### Exercise prompt
Change "one instance per line" to "one per line" everywhere in the material, keeping everything else the same.

A block of data:
****************************************
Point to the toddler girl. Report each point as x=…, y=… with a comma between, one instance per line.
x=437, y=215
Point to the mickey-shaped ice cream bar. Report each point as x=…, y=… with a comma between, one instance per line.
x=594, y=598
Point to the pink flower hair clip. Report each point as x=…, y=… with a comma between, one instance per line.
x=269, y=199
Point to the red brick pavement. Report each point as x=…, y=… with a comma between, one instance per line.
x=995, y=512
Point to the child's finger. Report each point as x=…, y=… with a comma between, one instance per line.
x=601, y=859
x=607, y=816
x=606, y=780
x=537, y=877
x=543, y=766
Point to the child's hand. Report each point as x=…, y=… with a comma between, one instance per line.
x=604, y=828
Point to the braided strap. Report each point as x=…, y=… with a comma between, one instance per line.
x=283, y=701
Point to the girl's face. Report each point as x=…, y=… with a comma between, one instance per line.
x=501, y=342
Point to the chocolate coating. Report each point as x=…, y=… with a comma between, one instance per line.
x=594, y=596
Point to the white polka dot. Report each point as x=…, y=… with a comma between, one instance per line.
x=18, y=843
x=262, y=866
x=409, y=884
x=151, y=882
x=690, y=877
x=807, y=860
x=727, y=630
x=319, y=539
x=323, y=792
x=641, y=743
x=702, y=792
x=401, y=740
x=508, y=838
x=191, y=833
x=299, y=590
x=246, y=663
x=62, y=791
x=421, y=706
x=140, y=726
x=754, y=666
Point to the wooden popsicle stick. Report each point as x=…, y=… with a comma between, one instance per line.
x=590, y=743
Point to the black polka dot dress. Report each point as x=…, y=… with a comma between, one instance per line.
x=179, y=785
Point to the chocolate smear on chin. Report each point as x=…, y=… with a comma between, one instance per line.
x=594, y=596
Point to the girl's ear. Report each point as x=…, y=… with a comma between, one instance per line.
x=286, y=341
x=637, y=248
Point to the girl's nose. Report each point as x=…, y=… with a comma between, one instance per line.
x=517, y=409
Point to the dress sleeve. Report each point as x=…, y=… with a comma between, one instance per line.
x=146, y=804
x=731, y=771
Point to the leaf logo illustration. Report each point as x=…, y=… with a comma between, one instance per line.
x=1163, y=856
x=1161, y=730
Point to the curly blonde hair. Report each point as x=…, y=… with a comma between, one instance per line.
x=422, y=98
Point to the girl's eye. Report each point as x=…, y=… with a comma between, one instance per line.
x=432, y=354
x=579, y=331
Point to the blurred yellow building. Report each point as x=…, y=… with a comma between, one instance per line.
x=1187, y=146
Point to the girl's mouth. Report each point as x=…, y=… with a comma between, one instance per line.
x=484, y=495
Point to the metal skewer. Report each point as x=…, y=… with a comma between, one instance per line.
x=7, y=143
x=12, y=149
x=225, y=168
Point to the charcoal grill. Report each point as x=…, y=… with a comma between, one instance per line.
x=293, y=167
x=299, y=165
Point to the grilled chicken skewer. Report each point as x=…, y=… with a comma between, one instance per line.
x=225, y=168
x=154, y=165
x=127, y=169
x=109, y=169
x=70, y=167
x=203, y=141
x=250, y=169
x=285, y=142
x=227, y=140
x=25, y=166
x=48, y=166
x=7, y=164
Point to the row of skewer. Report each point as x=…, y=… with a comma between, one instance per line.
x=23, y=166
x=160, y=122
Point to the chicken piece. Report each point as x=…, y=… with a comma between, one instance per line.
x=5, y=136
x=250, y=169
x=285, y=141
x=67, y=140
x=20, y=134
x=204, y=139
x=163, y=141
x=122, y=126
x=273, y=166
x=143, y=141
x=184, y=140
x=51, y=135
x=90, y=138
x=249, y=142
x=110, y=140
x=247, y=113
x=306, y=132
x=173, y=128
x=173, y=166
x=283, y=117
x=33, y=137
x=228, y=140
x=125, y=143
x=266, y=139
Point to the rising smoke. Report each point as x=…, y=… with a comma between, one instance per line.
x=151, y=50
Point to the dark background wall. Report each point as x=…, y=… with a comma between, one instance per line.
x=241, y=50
****************************************
### Correct output
Point to the toddler girl. Report each point as x=…, y=… with a comma between, one per line.
x=437, y=215
Point to the mickey-shaped ice cream bar. Report each point as x=…, y=… with a comma between, one per line.
x=594, y=598
Point to the pink flower hair clip. Report each point as x=…, y=… with a comma between, one per line.
x=269, y=199
Point to the red brick pavement. Report each point as x=…, y=… with a comma between, one per line.
x=995, y=512
Point to the child's finger. Report each point as x=…, y=… with a comma between, one per line.
x=601, y=859
x=607, y=816
x=606, y=780
x=537, y=877
x=543, y=766
Point to the child's hand. Report each point as x=…, y=… with a comma between, one per line.
x=604, y=828
Point to the braided strap. Report each point as x=…, y=… with a comma between, one per line.
x=283, y=701
Point to the girl's face. Report each point as x=…, y=… with a comma between, one per line.
x=501, y=342
Point to the chocolate coating. Report each point as x=…, y=… with a comma between, one per line.
x=594, y=596
Point to the white polka dot. Report each point as x=…, y=… with a comma between, one per line.
x=18, y=843
x=262, y=866
x=409, y=884
x=151, y=882
x=690, y=877
x=807, y=860
x=727, y=630
x=319, y=539
x=323, y=792
x=641, y=743
x=702, y=792
x=401, y=740
x=508, y=838
x=191, y=833
x=299, y=590
x=246, y=663
x=62, y=791
x=421, y=706
x=140, y=726
x=754, y=666
Point to the wooden popsicle stick. Report each point as x=…, y=… with a comma between, one per line.
x=590, y=743
Point to the black polka dot dress. Report each point as x=…, y=… with a comma between, one per line.
x=179, y=785
Point to the chocolate smear on chin. Report each point as x=…, y=… with a comma between, one per line.
x=594, y=596
Point to the girl's ear. Report each point as x=…, y=… with a comma between, one per line.
x=286, y=341
x=637, y=248
Point to the girl's nose. Report each point as x=…, y=… with a comma between, one per line.
x=517, y=409
Point to the dress sleeve. Report each point as x=…, y=… with a comma between, one per line.
x=146, y=804
x=731, y=771
Point to the leaf logo illustration. Report each point as x=…, y=… with a comma between, one per line.
x=1163, y=856
x=1161, y=730
Point to the curly blonde hair. Report each point as x=…, y=… with a comma between, one per line.
x=422, y=98
Point to the girl's eye. Report each point as x=…, y=… with a comma between, one per line.
x=432, y=354
x=579, y=331
Point to the blurred yellow building. Report each point as x=…, y=… with a comma between, one per line.
x=1187, y=146
Point to the girl's mouth. Report each point as x=…, y=… with a comma between, one per line.
x=484, y=495
Point to the metal skewer. Report each point as x=…, y=… with a comma between, one per line.
x=7, y=143
x=12, y=149
x=225, y=168
Point to the charcoal grill. Report each point as x=…, y=… with a comma between, one per line.
x=293, y=167
x=299, y=165
Point to the grilled chicken skewer. Report each point as x=…, y=… with a comma between, one per line.
x=225, y=168
x=154, y=165
x=127, y=169
x=109, y=169
x=70, y=167
x=203, y=141
x=250, y=169
x=285, y=142
x=227, y=140
x=25, y=166
x=48, y=166
x=7, y=164
Point to the row of skewer. Report each point as x=…, y=… with a comma between, one per line.
x=23, y=166
x=160, y=122
Point to the chicken piece. Report each point as x=…, y=… with a comma between, one per line.
x=5, y=136
x=250, y=169
x=285, y=141
x=67, y=140
x=20, y=134
x=204, y=139
x=163, y=141
x=122, y=126
x=273, y=166
x=143, y=141
x=184, y=140
x=51, y=135
x=90, y=138
x=249, y=142
x=110, y=140
x=247, y=113
x=306, y=132
x=173, y=128
x=173, y=166
x=283, y=117
x=33, y=137
x=228, y=140
x=125, y=143
x=266, y=139
Point to the rising smoke. Report each point as x=…, y=… with a comma between, one per line.
x=151, y=50
Point to the dark background wall. Report each point as x=…, y=… with a comma between, one per line.
x=241, y=50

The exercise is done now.